▶ Things to do:
A. Using the LM CEDP excerpt below, decide whether each statement agrees with it. Answer yes or no for each, and quote the deciding words. (i) The primary amplitudes are shown as the central parts of the diagrams in Fig. 1. (ii) The proton propagator considered here is reggeized. (iii) The calculation scheme is illustrated in Fig. 1.
B. According to the LM CEDP excerpt below, in what form is the bare off-shell proton propagator taken?
C. Summarize the LM CEDP excerpt below in two sentences.

2.1 Components of the framework

The LM CEDP process can be calculated in the following scheme (see Fig. 1):

1. 1.

   We calculate the primary amplitudes of the processes, which are depicted as central parts of diagrams in Fig. 1. Here we consider the case where the bare off-shell proton propagator in the amplitude for continuum \(p\bar{p}\) production is taken in its simple form (without reggeization)

   $$\begin{aligned} \mathcal{P}_{p}(\hat{t})=1/(\hat{t}-m_p^2), \end{aligned}$$

   (1)

▶ Given data:

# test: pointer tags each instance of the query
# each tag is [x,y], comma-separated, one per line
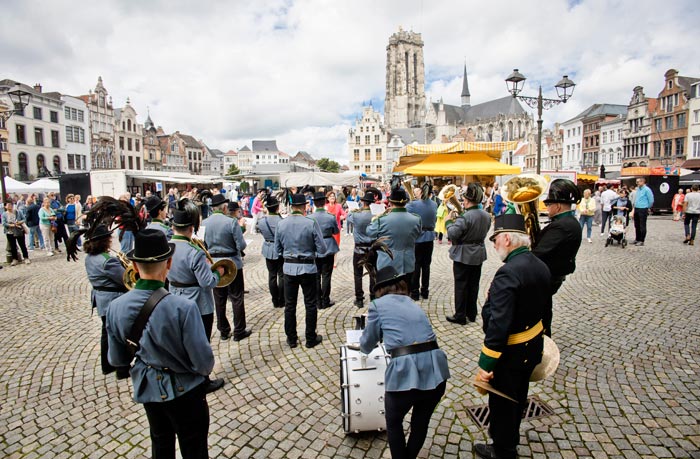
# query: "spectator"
[586,211]
[691,208]
[13,222]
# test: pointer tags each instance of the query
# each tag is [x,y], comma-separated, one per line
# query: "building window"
[680,146]
[39,137]
[21,133]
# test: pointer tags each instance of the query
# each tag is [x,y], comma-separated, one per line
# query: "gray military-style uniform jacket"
[224,238]
[191,276]
[329,227]
[105,274]
[267,226]
[299,241]
[402,228]
[467,234]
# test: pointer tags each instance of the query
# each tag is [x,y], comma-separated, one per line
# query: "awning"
[492,149]
[587,177]
[454,164]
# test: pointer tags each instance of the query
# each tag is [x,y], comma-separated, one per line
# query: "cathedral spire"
[465,89]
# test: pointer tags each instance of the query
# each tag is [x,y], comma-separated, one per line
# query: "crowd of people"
[301,233]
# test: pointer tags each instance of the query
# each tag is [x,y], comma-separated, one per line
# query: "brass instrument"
[230,268]
[525,191]
[450,196]
[408,184]
[130,274]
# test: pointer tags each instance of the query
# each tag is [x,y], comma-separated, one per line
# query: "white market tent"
[15,186]
[44,185]
[299,179]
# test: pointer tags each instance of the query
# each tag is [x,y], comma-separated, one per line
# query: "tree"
[327,165]
[233,170]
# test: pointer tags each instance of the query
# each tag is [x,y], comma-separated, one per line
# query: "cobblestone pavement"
[628,384]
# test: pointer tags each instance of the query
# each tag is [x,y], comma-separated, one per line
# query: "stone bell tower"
[404,105]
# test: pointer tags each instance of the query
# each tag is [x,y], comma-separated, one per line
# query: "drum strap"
[414,349]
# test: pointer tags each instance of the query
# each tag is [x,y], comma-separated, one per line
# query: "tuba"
[230,269]
[450,195]
[525,191]
[130,275]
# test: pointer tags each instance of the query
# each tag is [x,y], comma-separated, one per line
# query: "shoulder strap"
[136,332]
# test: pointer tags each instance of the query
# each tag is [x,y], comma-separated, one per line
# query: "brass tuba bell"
[525,191]
[450,195]
[230,268]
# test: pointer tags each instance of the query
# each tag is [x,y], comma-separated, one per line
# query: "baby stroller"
[617,231]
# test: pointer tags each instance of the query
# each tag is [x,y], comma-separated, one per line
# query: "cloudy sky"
[300,71]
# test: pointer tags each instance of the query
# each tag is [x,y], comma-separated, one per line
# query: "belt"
[224,254]
[303,261]
[111,289]
[181,285]
[527,335]
[414,349]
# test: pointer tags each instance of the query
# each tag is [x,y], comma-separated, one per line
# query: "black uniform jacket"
[517,299]
[558,244]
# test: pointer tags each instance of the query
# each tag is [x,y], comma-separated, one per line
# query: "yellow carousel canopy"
[492,149]
[453,164]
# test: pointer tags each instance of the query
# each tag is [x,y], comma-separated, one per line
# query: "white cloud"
[230,72]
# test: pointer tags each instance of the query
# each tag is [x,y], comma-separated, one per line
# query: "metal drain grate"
[535,408]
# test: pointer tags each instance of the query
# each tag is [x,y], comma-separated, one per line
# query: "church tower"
[404,105]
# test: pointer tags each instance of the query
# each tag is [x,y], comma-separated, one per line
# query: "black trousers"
[275,281]
[234,291]
[420,282]
[291,292]
[397,405]
[12,242]
[506,415]
[357,274]
[186,417]
[324,265]
[640,224]
[466,289]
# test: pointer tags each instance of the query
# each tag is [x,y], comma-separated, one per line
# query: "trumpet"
[130,275]
[230,269]
[450,195]
[524,191]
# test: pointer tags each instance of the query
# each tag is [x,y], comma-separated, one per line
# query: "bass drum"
[362,389]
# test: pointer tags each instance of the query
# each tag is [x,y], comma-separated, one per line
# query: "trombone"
[130,275]
[230,269]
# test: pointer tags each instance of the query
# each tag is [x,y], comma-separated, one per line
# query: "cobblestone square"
[628,384]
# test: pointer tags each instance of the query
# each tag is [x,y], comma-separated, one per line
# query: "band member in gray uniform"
[191,276]
[158,209]
[173,358]
[360,219]
[426,209]
[224,239]
[468,252]
[401,228]
[298,241]
[324,261]
[267,226]
[106,275]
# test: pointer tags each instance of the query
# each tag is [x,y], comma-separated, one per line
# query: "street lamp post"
[20,99]
[565,89]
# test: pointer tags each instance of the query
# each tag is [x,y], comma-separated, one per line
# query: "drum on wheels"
[362,389]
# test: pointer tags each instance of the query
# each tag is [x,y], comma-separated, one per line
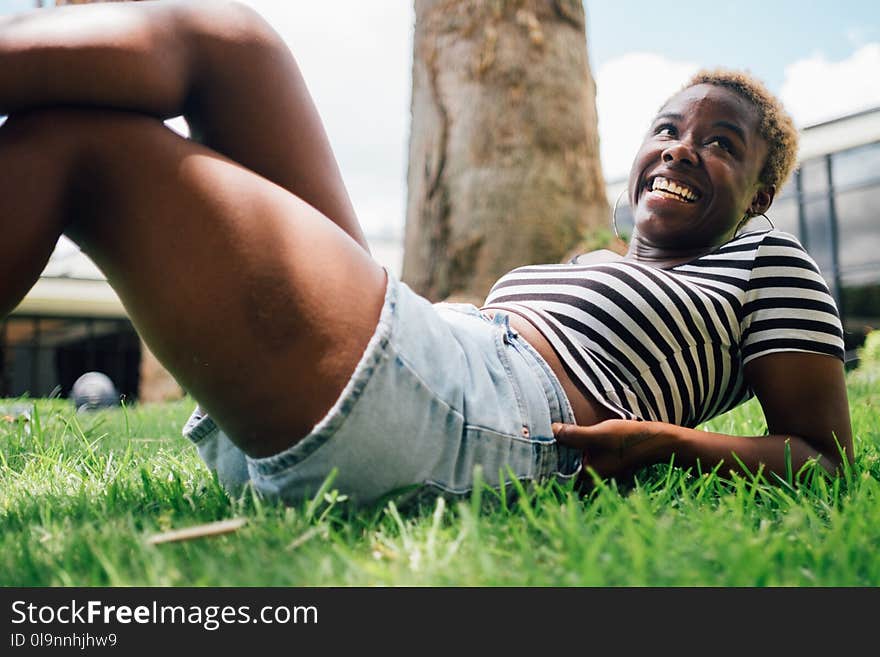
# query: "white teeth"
[661,183]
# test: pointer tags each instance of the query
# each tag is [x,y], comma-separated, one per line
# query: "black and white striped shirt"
[670,344]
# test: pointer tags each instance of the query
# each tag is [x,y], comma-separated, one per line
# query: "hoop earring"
[614,213]
[772,227]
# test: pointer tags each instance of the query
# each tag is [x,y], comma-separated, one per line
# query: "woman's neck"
[663,257]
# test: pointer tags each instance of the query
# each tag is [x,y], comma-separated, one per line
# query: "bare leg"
[217,63]
[258,304]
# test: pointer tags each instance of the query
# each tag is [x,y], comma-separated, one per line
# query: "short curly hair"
[776,125]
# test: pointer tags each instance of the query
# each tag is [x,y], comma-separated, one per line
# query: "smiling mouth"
[672,189]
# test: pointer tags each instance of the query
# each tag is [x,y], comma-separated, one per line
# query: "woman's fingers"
[610,434]
[580,437]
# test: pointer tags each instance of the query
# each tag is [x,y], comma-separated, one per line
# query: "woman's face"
[696,174]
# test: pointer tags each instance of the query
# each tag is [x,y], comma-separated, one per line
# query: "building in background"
[830,204]
[72,322]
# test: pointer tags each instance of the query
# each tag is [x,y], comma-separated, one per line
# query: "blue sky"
[822,57]
[760,35]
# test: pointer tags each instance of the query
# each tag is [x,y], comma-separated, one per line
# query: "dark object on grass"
[92,391]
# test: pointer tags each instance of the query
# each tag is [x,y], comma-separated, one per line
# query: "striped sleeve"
[788,306]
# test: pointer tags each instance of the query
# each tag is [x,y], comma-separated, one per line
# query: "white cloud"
[629,91]
[816,89]
[356,58]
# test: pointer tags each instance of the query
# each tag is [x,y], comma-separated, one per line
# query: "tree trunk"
[504,151]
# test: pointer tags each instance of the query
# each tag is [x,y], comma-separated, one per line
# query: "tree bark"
[504,163]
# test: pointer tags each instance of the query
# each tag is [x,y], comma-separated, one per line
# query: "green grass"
[80,494]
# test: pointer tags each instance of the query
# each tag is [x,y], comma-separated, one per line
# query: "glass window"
[818,237]
[859,232]
[814,177]
[788,190]
[856,166]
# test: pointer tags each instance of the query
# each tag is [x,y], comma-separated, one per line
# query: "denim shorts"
[440,389]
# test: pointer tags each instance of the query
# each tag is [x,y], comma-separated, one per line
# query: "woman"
[241,263]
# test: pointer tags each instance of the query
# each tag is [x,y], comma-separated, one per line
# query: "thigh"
[249,101]
[257,303]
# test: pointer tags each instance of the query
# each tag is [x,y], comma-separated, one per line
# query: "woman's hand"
[613,448]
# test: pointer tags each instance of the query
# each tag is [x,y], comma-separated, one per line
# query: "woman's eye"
[721,142]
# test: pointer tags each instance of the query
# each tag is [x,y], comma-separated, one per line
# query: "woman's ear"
[762,200]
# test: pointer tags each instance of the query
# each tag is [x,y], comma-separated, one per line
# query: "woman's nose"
[680,151]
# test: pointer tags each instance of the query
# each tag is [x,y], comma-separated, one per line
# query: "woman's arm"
[804,400]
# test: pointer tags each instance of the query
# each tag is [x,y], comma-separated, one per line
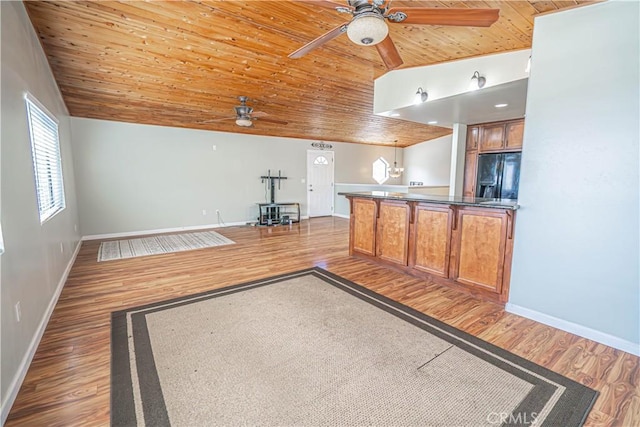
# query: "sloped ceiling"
[179,63]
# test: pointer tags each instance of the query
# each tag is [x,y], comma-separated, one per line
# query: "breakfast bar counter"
[465,243]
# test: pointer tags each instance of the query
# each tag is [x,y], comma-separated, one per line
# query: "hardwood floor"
[68,381]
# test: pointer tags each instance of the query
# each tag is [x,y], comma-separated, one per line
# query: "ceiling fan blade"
[445,16]
[326,3]
[319,41]
[216,120]
[389,53]
[278,122]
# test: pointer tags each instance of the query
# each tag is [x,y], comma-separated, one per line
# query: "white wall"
[576,255]
[428,162]
[396,89]
[135,177]
[33,266]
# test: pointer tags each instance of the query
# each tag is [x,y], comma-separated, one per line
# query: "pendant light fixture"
[395,171]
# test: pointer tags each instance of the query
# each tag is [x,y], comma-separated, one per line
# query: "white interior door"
[320,182]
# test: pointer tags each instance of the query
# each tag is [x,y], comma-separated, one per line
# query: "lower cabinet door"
[479,245]
[393,232]
[363,226]
[431,243]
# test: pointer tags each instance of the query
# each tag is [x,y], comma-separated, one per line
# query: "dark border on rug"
[571,409]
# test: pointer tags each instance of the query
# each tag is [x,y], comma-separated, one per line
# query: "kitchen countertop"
[445,200]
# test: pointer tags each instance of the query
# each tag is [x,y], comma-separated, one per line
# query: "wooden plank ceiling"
[178,63]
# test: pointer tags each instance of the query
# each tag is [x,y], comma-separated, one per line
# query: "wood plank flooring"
[68,381]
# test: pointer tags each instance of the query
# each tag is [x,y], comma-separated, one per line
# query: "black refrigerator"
[498,176]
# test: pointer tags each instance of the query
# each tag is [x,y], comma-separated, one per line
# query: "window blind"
[45,149]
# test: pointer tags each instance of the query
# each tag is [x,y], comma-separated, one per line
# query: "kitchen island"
[462,242]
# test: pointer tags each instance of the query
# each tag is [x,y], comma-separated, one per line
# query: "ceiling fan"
[368,25]
[245,115]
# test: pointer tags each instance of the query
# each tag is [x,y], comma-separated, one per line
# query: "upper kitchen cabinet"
[473,134]
[502,136]
[514,132]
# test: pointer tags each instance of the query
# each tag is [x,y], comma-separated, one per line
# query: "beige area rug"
[311,348]
[154,245]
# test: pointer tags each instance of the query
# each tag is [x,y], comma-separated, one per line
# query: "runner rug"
[311,348]
[154,245]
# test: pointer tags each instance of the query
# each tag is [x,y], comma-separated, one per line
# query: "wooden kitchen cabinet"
[501,136]
[364,213]
[514,133]
[492,137]
[392,240]
[467,247]
[431,240]
[470,171]
[473,135]
[481,246]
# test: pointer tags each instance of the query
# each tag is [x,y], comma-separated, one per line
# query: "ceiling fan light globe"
[367,29]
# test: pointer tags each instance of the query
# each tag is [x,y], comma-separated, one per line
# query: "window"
[45,150]
[381,170]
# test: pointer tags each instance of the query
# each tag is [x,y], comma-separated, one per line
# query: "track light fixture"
[421,96]
[477,81]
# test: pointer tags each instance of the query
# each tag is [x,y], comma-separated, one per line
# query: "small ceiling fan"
[245,115]
[368,25]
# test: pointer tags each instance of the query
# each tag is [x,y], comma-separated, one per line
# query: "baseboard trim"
[574,328]
[14,387]
[160,231]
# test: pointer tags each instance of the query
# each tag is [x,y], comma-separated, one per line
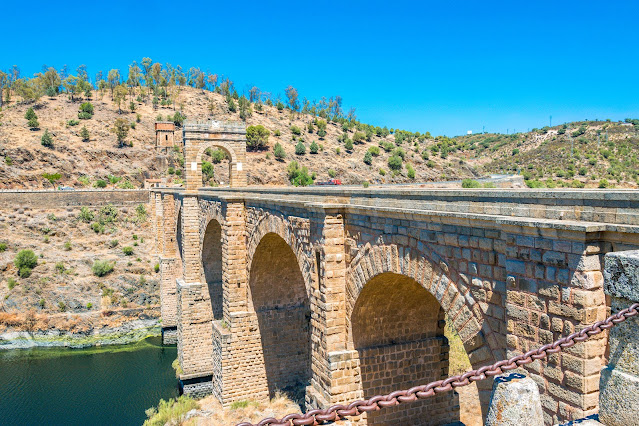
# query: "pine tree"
[84,133]
[46,139]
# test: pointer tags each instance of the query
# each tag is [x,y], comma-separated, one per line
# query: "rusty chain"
[356,408]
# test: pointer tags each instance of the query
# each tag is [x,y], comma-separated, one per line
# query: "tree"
[32,118]
[113,80]
[71,85]
[279,152]
[257,137]
[300,148]
[395,162]
[25,261]
[119,95]
[52,177]
[46,139]
[85,111]
[291,96]
[121,130]
[84,134]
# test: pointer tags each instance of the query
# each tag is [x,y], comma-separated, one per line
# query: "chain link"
[356,408]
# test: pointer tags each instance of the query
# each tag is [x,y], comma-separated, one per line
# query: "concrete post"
[335,368]
[619,384]
[170,268]
[515,401]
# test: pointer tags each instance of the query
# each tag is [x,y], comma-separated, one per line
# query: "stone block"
[515,401]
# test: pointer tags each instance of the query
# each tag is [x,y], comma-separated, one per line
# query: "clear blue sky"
[444,67]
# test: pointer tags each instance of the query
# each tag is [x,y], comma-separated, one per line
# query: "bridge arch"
[278,297]
[398,302]
[269,223]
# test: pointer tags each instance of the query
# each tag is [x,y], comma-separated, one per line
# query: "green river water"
[110,385]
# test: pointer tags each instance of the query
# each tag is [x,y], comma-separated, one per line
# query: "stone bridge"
[334,294]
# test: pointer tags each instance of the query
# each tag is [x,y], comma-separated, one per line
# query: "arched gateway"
[228,136]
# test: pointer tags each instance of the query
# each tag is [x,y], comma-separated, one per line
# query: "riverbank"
[78,330]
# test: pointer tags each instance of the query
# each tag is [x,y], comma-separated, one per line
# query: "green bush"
[85,111]
[348,144]
[25,261]
[46,139]
[298,176]
[410,171]
[368,158]
[101,268]
[470,183]
[279,152]
[172,411]
[395,162]
[300,148]
[256,137]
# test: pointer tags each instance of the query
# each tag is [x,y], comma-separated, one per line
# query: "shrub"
[46,139]
[359,137]
[101,268]
[411,171]
[395,162]
[298,176]
[256,137]
[84,134]
[172,411]
[348,144]
[85,111]
[470,183]
[278,151]
[25,261]
[85,215]
[97,227]
[300,148]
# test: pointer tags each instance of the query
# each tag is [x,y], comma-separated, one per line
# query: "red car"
[330,182]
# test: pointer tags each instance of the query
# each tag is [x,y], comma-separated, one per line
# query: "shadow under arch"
[278,297]
[212,266]
[397,329]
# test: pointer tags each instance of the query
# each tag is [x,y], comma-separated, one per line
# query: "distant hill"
[589,154]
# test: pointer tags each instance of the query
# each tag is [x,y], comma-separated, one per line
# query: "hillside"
[542,156]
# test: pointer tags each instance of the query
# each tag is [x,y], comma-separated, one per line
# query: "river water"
[95,386]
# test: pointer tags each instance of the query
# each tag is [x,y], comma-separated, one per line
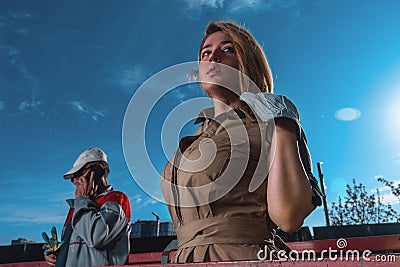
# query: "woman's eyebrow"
[221,43]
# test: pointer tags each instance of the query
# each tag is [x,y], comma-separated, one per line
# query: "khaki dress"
[224,222]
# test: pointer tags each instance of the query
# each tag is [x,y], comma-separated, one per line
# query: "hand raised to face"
[85,187]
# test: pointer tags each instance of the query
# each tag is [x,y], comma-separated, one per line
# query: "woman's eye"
[229,49]
[205,54]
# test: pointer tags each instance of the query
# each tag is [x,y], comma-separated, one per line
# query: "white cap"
[94,154]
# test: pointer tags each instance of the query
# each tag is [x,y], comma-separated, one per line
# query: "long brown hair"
[251,57]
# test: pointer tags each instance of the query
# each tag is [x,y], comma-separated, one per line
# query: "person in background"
[229,145]
[97,229]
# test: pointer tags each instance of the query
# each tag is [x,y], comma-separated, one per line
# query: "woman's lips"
[213,70]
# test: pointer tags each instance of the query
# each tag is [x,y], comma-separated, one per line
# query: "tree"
[394,189]
[359,207]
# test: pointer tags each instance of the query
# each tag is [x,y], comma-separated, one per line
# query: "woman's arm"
[289,193]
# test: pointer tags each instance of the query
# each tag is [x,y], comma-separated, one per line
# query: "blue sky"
[68,70]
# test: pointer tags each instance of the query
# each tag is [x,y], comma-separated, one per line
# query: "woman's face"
[217,52]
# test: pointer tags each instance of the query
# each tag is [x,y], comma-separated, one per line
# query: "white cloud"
[19,15]
[396,158]
[132,76]
[85,110]
[240,5]
[33,218]
[390,199]
[125,77]
[29,104]
[347,114]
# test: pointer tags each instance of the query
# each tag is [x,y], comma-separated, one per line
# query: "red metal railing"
[385,253]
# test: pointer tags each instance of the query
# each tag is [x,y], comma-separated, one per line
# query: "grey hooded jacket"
[100,231]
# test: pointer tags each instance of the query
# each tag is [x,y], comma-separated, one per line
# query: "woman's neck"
[225,104]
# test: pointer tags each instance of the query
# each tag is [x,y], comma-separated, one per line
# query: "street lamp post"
[158,223]
[321,179]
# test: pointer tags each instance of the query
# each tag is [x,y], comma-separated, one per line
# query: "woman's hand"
[50,259]
[84,187]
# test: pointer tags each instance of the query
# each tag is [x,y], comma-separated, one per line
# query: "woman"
[235,213]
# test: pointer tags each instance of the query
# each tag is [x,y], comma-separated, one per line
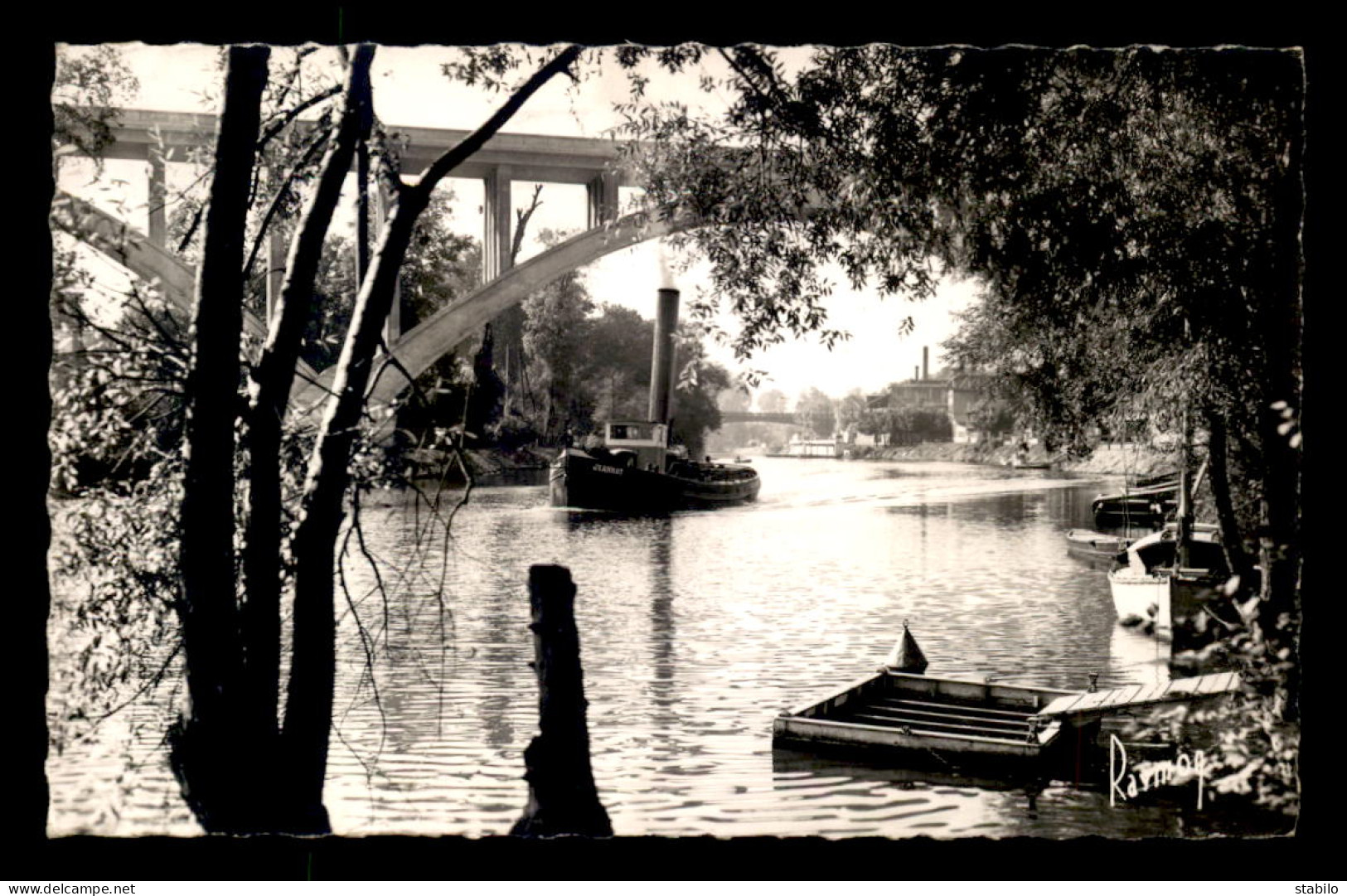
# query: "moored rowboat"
[898,713]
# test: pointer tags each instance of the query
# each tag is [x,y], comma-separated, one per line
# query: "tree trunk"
[1218,473]
[211,745]
[1282,327]
[308,704]
[273,380]
[562,797]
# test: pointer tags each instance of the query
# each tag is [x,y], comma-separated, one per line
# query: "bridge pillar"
[157,198]
[394,322]
[603,198]
[275,269]
[496,247]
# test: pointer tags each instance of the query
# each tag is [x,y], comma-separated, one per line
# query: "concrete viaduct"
[157,138]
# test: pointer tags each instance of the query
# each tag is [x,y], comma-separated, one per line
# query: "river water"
[696,628]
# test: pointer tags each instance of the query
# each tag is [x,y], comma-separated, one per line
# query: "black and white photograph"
[706,439]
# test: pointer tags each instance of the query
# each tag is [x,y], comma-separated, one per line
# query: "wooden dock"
[1098,704]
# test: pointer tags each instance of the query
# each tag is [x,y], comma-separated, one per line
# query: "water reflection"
[695,629]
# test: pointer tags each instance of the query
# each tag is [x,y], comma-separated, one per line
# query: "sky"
[409,90]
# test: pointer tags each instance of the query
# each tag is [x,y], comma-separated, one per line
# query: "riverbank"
[1124,460]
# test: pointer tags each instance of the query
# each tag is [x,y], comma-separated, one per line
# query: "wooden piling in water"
[562,797]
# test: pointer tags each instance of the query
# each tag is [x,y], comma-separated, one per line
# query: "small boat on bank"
[833,449]
[1140,507]
[1152,573]
[1095,546]
[635,471]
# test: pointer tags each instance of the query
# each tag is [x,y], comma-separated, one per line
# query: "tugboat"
[635,469]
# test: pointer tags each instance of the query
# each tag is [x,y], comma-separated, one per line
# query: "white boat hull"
[1142,598]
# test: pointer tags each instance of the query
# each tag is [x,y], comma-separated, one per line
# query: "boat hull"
[1142,598]
[1095,545]
[578,478]
[904,717]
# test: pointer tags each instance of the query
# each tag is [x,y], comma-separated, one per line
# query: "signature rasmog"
[1183,768]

▶ Answers to the tasks:
A.
(i) Yes: "which are depicted as central parts of diagrams in Fig. 1"
(ii) No: "taken in its simple form (without reggeization)"
(iii) Yes: "The LM CEDP process can be calculated in the following scheme (see Fig. 1)"

B. It is taken in its simple form, without reggeization.

C. The LM CEDP process can be calculated using a scheme shown in Fig. 1, which starts with the primary amplitudes depicted as the central parts of its diagrams. The case considered takes the bare off-shell proton propagator in the amplitude for continuum pp̄ production in its simple form, without reggeization.